Region pointing data:
Content starts

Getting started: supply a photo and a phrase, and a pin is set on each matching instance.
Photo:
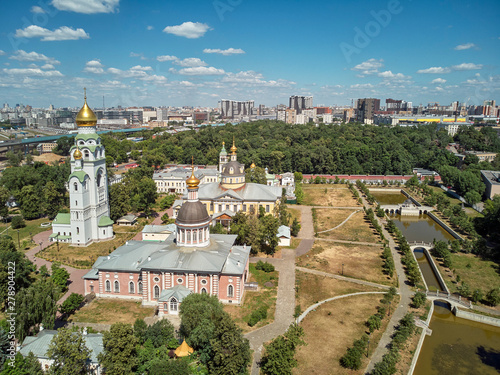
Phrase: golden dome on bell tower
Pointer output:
(86, 117)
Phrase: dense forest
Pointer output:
(326, 149)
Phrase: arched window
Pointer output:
(173, 304)
(156, 292)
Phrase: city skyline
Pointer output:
(196, 53)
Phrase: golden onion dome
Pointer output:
(77, 154)
(86, 117)
(192, 182)
(233, 147)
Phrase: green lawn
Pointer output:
(32, 227)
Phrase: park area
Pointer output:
(331, 328)
(326, 195)
(352, 260)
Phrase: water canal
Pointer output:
(458, 346)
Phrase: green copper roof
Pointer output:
(78, 174)
(86, 137)
(62, 218)
(105, 221)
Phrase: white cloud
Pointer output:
(461, 47)
(87, 6)
(467, 66)
(438, 80)
(434, 70)
(94, 67)
(21, 55)
(191, 30)
(225, 52)
(370, 66)
(201, 71)
(191, 62)
(37, 9)
(166, 58)
(62, 33)
(33, 72)
(393, 76)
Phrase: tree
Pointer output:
(268, 231)
(53, 199)
(60, 276)
(295, 228)
(279, 355)
(167, 201)
(72, 303)
(119, 355)
(119, 200)
(30, 202)
(4, 197)
(256, 175)
(145, 195)
(69, 353)
(230, 350)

Content ends

Wherever a line holds the word "golden", copy that line out of the entries above.

Phrase: golden dome on bell tower
Phrase: golden onion dome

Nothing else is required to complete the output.